* **PROBLEM**
Beginning at the line containing "For each <instance> block, convert" in the material below and ending at the line containing "positive clicks: (369, 360) (345, 375)", return each line exactly and add nothing.

* **RECORDS TO PROCESS**
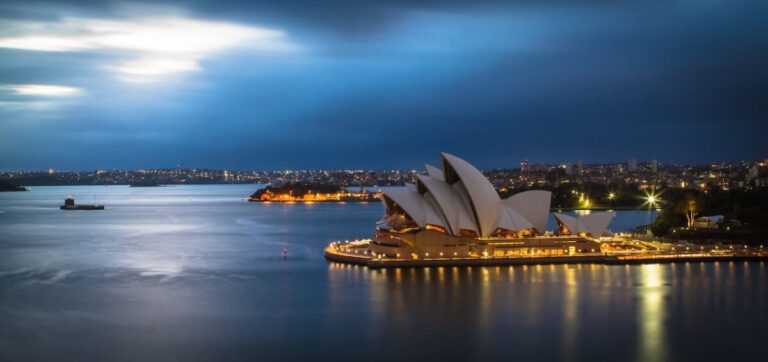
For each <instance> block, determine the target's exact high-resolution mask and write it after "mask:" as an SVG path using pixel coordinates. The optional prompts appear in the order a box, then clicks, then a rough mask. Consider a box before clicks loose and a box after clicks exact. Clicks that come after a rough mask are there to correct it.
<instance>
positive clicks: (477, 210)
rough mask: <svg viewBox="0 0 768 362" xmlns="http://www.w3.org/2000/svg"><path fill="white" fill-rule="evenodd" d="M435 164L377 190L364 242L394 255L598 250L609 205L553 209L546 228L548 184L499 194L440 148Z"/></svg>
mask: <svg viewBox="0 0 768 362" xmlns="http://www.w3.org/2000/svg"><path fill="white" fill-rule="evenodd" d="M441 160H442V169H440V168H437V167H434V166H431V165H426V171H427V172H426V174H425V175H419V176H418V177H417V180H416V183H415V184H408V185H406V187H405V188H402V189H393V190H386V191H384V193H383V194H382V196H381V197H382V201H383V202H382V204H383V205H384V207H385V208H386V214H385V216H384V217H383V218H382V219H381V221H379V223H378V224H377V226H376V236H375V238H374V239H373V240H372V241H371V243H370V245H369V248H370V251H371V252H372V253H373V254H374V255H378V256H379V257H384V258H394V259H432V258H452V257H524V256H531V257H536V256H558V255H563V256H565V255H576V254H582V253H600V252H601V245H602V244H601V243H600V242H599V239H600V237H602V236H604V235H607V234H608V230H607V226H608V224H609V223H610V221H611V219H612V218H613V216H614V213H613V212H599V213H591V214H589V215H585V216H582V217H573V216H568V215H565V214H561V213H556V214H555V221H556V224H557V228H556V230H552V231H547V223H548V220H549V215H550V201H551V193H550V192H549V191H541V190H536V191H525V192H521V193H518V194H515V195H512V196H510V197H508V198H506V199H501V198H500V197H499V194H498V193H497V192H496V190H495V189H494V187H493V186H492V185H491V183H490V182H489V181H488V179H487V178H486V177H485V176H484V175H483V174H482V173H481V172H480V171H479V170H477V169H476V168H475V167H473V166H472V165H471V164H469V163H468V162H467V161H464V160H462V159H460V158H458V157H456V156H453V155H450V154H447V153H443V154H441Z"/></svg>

---

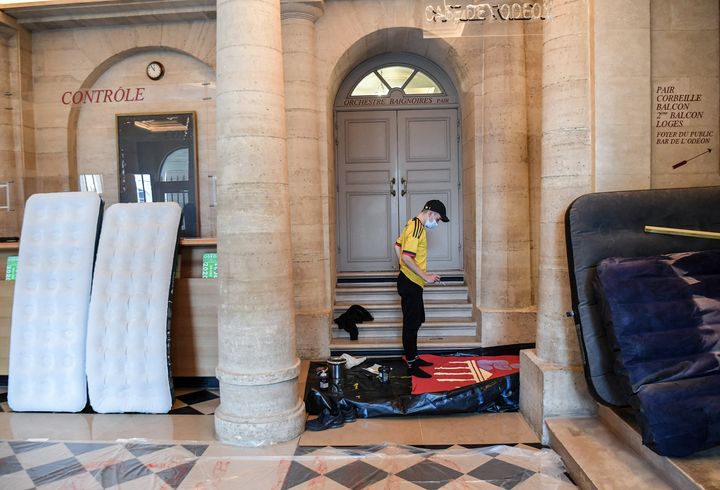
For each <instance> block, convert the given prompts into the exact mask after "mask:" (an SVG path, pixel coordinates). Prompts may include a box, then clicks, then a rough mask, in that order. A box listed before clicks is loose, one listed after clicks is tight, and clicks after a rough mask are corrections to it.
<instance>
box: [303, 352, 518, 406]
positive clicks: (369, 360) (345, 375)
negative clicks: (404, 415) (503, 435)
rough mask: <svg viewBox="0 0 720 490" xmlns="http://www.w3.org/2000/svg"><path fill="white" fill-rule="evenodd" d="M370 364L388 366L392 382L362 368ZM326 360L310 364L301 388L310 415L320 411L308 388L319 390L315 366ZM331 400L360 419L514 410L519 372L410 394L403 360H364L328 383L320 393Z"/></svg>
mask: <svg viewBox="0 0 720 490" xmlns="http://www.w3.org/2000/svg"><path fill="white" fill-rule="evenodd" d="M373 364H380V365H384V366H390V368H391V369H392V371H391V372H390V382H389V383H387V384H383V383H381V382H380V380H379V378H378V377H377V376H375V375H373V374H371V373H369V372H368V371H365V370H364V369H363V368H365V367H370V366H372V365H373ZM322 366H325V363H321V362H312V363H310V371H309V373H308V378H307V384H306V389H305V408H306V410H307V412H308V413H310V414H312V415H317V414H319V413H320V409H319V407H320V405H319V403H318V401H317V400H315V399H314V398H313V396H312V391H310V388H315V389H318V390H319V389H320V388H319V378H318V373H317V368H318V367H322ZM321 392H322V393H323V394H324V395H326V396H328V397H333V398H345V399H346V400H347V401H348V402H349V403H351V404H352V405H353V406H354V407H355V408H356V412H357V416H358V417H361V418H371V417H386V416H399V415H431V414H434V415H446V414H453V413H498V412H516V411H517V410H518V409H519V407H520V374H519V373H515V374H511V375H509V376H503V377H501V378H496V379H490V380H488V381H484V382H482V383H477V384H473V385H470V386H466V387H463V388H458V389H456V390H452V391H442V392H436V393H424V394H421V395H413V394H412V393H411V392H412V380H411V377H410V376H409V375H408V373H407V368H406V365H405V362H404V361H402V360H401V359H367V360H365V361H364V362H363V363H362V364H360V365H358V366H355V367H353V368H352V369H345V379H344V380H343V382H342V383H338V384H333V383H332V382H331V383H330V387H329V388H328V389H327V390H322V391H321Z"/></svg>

* **PROBLEM SOLUTION**
For each <instance> block, convert the given prompts into the exact mask after "mask:" (an SVG path, pixel coordinates). Prompts may include a box, then clicks, then a rough mask, in that order. A box listed before clicks is loose, one listed after clicks is tight, and clicks after a rough mask are corrections to it.
<instance>
box: [303, 352, 518, 406]
positive clicks: (369, 360) (345, 375)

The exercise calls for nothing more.